◆ Set problem
Please output the records below word for word, leaving out the pictures.

◆ Material for the task

** START **

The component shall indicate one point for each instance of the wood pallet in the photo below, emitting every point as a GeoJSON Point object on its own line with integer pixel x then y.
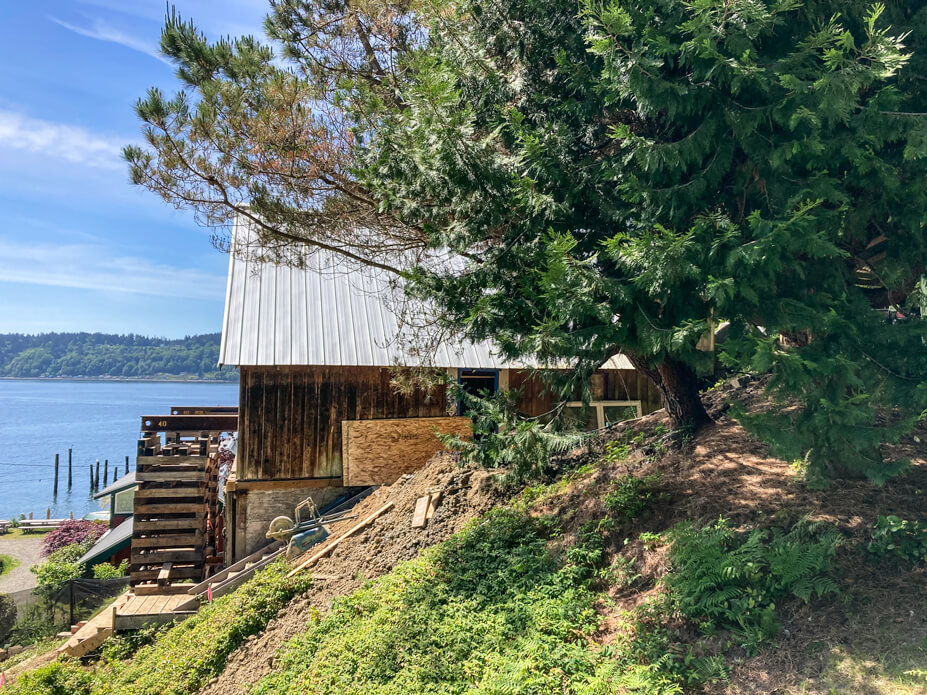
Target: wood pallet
{"type": "Point", "coordinates": [169, 534]}
{"type": "Point", "coordinates": [176, 502]}
{"type": "Point", "coordinates": [150, 609]}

** END **

◆ Response to this exercise
The component shall indicate one point for each instance of the wood pallet in the photo below, emitting every point as a GeoJSON Point object on its own line with integer pixel x then y.
Target: wood pallet
{"type": "Point", "coordinates": [169, 534]}
{"type": "Point", "coordinates": [176, 502]}
{"type": "Point", "coordinates": [150, 609]}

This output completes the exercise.